Phrase grounding data:
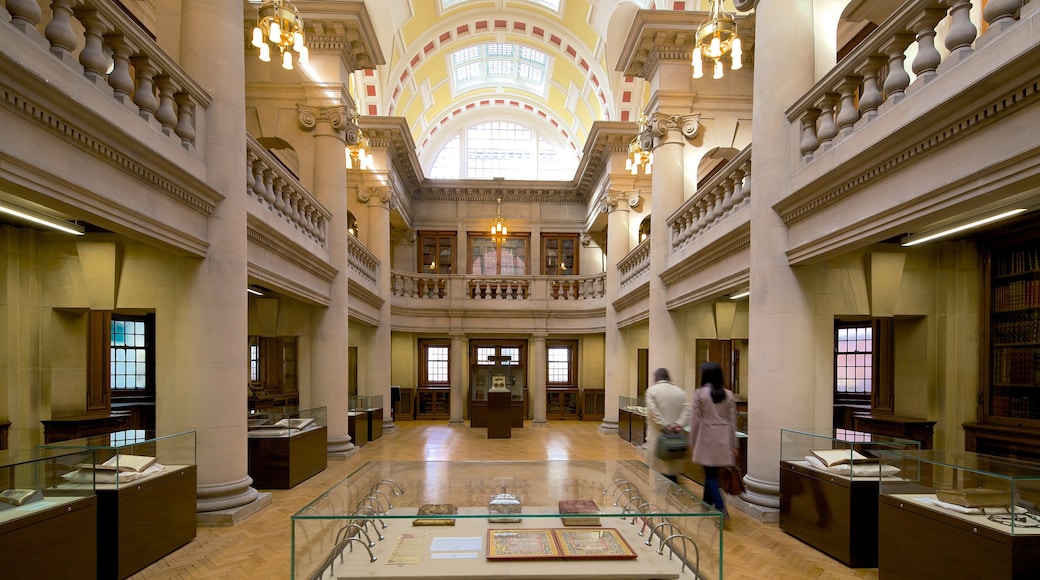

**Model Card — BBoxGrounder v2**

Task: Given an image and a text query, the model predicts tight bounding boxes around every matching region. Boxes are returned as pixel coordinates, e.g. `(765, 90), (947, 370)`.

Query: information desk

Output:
(292, 460), (723, 580)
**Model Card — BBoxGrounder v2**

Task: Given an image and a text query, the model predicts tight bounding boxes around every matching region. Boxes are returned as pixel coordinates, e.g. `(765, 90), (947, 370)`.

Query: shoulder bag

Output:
(655, 430), (689, 460)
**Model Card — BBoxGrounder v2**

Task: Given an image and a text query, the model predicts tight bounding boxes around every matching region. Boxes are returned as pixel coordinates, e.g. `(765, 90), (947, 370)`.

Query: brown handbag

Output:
(721, 466), (746, 496)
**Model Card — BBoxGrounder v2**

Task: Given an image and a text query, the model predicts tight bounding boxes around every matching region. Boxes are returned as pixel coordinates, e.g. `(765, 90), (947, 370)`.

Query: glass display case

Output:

DIRECTIONS: Exactly as they appear above, give the records again, without their pictures.

RESPONSE TO THIS TASK:
**Model Card — BBoxGrounder v2**

Task: Given an image and a text query, the model predicts tight bounding boxes around every matching region. Boxes are returned as pixel coordinates, e.g. `(765, 90), (947, 370)`.

Query: information desk

Output:
(292, 460), (723, 580)
**Model Card — BBoxGrounder v2**

Task: Given an image and a text query, the model predicts tight bounding boxes around every matching region. Boxes are returned as pixel coordinates, e.g. `(765, 90), (947, 370)`.

Query: shoulder bag

Output:
(655, 430), (689, 460)
**Model Card — BBoxGrounder v2**

Task: Given an image and a text query, the model predicts tight bounding boxes around every matching region. Boxes are returned as pixel coordinates, e.g. `(765, 90), (947, 370)`.

Query: brown handbag

Output:
(721, 466), (746, 496)
**Model Card — BBoxGrounder v2**

Task: Given an image and a text query, the model predicts tight bounding boxes around every matching region. Boxes are returned as pixel coordinates, e.g. `(765, 90), (947, 370)`.

Query: glass display case

Output:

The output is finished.